**The exercise:** Treat the line containing "of the tall" as the first line and the final line of the material below as the last; reproduce that range exactly.

**Material for this exercise:**

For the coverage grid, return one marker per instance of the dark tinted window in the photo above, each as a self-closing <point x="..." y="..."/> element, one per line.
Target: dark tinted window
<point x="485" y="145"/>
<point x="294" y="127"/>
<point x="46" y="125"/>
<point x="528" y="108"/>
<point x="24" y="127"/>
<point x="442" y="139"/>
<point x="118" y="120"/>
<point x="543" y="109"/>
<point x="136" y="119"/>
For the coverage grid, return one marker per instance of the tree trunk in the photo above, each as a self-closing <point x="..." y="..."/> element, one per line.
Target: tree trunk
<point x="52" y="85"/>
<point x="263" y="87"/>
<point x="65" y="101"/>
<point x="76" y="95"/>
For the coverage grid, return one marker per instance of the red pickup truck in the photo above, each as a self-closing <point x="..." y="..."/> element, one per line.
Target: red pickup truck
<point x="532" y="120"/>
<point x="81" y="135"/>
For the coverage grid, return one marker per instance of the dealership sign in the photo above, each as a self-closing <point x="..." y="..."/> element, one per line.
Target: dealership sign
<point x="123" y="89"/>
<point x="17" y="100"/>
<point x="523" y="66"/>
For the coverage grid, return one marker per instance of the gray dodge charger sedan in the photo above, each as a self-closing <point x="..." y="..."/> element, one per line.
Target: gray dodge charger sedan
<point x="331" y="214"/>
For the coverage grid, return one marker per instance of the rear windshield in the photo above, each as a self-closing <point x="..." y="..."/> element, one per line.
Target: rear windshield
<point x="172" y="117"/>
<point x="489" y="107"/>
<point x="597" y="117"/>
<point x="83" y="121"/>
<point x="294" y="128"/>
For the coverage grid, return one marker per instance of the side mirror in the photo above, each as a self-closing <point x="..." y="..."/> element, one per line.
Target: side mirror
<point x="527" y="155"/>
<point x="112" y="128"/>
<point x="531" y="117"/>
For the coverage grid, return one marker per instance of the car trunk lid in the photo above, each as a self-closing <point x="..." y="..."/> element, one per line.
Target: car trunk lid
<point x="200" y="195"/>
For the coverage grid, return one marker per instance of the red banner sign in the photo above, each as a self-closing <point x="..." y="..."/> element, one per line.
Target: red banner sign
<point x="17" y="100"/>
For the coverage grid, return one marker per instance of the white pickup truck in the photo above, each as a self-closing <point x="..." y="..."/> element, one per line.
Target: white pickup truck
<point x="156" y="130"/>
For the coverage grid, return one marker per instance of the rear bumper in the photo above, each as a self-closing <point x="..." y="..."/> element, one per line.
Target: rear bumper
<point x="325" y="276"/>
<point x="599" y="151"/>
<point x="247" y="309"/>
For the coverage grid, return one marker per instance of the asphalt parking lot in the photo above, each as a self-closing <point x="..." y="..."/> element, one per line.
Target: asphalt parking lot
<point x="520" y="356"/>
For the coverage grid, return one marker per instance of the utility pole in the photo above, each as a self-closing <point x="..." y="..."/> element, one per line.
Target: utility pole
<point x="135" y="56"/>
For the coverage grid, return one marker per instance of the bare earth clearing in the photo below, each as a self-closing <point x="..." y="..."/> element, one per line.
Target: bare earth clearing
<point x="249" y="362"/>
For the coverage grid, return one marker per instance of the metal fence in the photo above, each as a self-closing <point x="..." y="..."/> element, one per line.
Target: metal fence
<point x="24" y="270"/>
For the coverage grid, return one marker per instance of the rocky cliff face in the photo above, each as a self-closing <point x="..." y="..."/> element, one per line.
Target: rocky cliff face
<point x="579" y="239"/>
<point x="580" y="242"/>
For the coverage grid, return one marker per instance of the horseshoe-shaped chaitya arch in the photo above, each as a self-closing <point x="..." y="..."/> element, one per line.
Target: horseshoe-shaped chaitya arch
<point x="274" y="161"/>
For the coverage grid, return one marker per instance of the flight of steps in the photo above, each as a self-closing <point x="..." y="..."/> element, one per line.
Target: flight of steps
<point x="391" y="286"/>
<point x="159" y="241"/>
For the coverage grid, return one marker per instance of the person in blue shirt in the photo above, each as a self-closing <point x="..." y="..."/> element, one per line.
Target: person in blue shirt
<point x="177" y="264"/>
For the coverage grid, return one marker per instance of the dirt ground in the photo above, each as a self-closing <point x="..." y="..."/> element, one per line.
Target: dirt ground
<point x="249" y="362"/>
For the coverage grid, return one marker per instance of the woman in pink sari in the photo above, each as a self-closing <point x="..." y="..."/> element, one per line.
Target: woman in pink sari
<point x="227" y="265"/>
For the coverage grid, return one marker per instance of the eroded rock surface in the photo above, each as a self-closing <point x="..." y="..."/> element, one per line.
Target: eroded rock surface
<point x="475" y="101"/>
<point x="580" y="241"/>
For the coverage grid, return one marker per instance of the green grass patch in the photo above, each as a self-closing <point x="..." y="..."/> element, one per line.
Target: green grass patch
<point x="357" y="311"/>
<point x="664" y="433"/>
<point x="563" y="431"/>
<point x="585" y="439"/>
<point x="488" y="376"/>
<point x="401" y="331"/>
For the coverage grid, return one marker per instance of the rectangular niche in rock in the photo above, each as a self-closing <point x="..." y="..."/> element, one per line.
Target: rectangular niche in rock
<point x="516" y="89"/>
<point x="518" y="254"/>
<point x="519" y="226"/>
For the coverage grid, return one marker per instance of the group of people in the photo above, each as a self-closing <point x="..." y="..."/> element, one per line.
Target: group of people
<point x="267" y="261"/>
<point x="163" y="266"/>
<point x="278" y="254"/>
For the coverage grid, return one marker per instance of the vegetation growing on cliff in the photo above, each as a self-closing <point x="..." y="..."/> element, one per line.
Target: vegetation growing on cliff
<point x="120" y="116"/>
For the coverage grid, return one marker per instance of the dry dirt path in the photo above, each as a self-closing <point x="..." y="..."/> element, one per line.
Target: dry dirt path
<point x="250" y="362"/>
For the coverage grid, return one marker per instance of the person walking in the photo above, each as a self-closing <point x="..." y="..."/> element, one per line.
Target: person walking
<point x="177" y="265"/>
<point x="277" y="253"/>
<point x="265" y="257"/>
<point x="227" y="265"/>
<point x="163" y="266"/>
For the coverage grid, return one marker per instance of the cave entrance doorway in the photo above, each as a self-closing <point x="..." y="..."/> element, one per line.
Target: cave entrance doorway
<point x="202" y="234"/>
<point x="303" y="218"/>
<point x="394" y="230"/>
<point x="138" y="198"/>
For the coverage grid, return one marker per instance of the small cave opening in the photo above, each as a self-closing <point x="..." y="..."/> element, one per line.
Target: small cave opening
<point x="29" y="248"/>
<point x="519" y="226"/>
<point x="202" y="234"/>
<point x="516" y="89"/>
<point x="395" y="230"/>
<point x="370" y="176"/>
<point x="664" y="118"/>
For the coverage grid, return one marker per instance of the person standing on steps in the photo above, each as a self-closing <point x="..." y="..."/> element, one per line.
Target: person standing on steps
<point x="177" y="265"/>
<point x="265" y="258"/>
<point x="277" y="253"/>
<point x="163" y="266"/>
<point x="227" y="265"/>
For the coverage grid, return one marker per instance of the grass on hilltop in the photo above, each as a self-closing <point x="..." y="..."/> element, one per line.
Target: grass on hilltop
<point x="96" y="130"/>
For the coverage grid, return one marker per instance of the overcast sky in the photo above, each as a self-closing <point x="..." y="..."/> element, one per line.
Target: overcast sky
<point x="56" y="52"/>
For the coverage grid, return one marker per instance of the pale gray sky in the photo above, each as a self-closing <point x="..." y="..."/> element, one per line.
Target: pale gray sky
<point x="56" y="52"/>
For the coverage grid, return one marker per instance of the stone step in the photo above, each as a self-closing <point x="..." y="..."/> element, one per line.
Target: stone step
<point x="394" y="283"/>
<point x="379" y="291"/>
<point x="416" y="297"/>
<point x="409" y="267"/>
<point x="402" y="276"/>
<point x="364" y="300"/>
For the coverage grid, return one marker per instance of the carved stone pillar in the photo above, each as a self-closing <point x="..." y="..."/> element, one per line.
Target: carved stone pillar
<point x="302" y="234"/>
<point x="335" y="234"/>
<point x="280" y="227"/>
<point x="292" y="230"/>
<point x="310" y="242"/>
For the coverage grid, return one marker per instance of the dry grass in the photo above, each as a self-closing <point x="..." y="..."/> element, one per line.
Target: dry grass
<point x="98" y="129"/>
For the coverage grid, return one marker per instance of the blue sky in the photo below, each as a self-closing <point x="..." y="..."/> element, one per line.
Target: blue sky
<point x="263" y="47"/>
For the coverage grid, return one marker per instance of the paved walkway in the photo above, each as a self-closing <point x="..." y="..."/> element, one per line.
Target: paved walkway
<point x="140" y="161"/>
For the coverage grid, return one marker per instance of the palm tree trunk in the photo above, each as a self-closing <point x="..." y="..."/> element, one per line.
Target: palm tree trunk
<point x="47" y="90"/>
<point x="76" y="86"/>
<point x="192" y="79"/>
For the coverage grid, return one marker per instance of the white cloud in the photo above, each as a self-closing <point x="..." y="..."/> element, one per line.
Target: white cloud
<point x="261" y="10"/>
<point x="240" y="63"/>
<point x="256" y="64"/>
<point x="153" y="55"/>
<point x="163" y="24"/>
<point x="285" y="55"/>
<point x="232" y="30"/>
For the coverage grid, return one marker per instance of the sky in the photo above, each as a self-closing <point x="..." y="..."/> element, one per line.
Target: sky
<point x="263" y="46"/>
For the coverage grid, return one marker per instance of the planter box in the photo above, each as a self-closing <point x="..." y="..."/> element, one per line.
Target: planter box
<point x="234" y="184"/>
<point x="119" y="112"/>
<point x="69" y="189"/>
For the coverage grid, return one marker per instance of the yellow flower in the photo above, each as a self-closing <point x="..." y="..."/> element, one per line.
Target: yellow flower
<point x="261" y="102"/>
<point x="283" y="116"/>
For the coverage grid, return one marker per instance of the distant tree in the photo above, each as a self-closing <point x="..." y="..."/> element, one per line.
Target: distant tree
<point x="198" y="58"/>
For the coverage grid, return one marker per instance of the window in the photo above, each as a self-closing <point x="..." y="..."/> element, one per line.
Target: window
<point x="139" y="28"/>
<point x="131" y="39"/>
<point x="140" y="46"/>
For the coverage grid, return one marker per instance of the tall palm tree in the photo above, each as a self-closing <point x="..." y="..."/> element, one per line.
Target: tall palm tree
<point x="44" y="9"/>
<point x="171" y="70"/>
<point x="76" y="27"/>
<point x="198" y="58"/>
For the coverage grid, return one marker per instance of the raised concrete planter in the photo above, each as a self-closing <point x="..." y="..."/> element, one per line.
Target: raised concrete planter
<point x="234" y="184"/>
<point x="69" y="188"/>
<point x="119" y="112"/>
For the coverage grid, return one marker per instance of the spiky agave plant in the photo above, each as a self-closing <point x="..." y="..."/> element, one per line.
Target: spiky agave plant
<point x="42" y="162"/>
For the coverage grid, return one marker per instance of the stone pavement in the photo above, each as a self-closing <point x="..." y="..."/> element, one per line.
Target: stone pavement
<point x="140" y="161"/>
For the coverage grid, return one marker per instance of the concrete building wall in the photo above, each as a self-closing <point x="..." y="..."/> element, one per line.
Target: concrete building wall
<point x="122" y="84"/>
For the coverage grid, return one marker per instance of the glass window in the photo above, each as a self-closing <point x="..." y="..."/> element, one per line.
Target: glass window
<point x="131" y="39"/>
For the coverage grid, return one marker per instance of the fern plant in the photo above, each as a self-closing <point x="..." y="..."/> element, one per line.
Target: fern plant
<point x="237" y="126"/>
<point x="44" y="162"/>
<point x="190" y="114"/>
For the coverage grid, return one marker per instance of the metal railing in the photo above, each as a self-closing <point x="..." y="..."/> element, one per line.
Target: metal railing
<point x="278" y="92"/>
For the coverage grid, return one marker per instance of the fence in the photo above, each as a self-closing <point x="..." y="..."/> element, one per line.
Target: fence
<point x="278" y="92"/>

**Solution to this task:**
For the coverage grid, return one marker per instance of the tall palm tree in the photo above, each as a self-closing <point x="..." y="..."/> element, one per line.
Target: tall palm tree
<point x="44" y="9"/>
<point x="171" y="70"/>
<point x="76" y="27"/>
<point x="198" y="58"/>
For the coverage grid, return one marker per instance of the raised concrete planter in the photo above, each as a self-closing <point x="..." y="..."/> element, one per line.
Target: raised concrete planter
<point x="234" y="184"/>
<point x="69" y="188"/>
<point x="119" y="112"/>
For the coverage grid, return one marker per instance of the spiky agave plant in the photo above, each as a self-closing <point x="..." y="..."/> element, one per line.
Target: spiky agave plant
<point x="42" y="162"/>
For the coverage grid, return one marker per instance of the stone pavement in the photo above, each as a self-closing <point x="..." y="..."/> element, one per line.
Target: stone pavement
<point x="140" y="161"/>
For the coverage grid, return one marker per instance of the concrete building wall in the photo above, each as a self-closing <point x="..." y="..."/> element, one per line.
Target: concrete building wall
<point x="122" y="84"/>
For the coverage grid, return one marker per instance of the glass window in the photo above, each as a self-closing <point x="..." y="..."/> element, one per line.
Target: glass window
<point x="131" y="39"/>
For the coverage grid, return one marker per instance of the fern plant in the photo above, each as a self-closing <point x="..." y="..."/> element, one per line.
Target: fern plant
<point x="237" y="126"/>
<point x="44" y="162"/>
<point x="190" y="114"/>
For the coverage grid, return one marker per instance of the metal railing in the photo above, each as a self-closing <point x="..." y="..."/> element, one per line.
Target: metal railing
<point x="278" y="92"/>
For the coverage grid, return one marker per instance of the fence in the photo above, each as a self-closing <point x="..." y="..."/> element, one per line.
Target: fence
<point x="278" y="92"/>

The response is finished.